Postdoctoral fellow in Neurology
Université de Montréal
Award winning publication: Mild cognitive impairment is linked with faster rate of cortical thinning in patients with Parkinson's disease longitudinally
Published in: Brain, 127:1120-9
"Our study describes the evolution of gray matter changes over time in patients suffering from Parkinson's disease with and without mild cognitive impairment. The results are the very first in vivo findings to indicate much more significant gray matter neurodegeneration in patients with mild cognitive impairment as compared to those without in the same stages of the illness. Our research—the first longitudinal study to confirm the occurrence of structural changes in the brain—describes a direct correlation between cerebral atrophy and cognitive decline. In addition, the results showed that, in the case of Parkinson's disease, cognitive impairment is not only caused by the degeneration of the frontal lobe and dorsal striatum (as suggested in earlier studies) but is also directly linked to morphological changes in other areas of the temporal and occipital lobes and ventral striatum."
Parkinson's disease is the second most common neurodegenerative disorder, affecting up to 2% of people 65 years of age and almost 10% of people over 80. Alexandru Hanganu's research revealed patterns that could be used as markers to predict the onset of dementia in Parkinson's patients.

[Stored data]
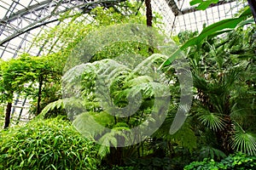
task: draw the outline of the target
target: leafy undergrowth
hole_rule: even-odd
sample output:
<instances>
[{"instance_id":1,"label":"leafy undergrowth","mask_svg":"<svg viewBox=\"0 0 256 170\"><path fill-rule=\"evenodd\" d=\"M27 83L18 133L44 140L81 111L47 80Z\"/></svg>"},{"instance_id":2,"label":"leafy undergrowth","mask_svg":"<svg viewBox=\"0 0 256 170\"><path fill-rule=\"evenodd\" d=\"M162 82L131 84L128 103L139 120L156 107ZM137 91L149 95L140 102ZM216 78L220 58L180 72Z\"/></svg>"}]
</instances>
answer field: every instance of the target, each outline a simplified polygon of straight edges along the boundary
<instances>
[{"instance_id":1,"label":"leafy undergrowth","mask_svg":"<svg viewBox=\"0 0 256 170\"><path fill-rule=\"evenodd\" d=\"M185 170L204 169L236 169L253 170L256 167L256 156L247 156L241 153L230 155L228 157L215 162L213 159L204 159L203 162L193 162L184 167Z\"/></svg>"},{"instance_id":2,"label":"leafy undergrowth","mask_svg":"<svg viewBox=\"0 0 256 170\"><path fill-rule=\"evenodd\" d=\"M0 133L0 169L98 169L94 143L61 117Z\"/></svg>"}]
</instances>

§ Required work
**a.** In the Parkinson's research text, swap "dementia" for "cognitive decline" and give the stretch from "Parkinson's disease is" through "in Parkinson's patients." again with that change.
**b.** In what journal did the Parkinson's research text say the award-winning publication appeared?

§ Task results
**a.**
Parkinson's disease is the second most common neurodegenerative disorder, affecting up to 2% of people 65 years of age and almost 10% of people over 80. Alexandru Hanganu's research revealed patterns that could be used as markers to predict the onset of cognitive decline in Parkinson's patients.

**b.** Brain, 127:1120-9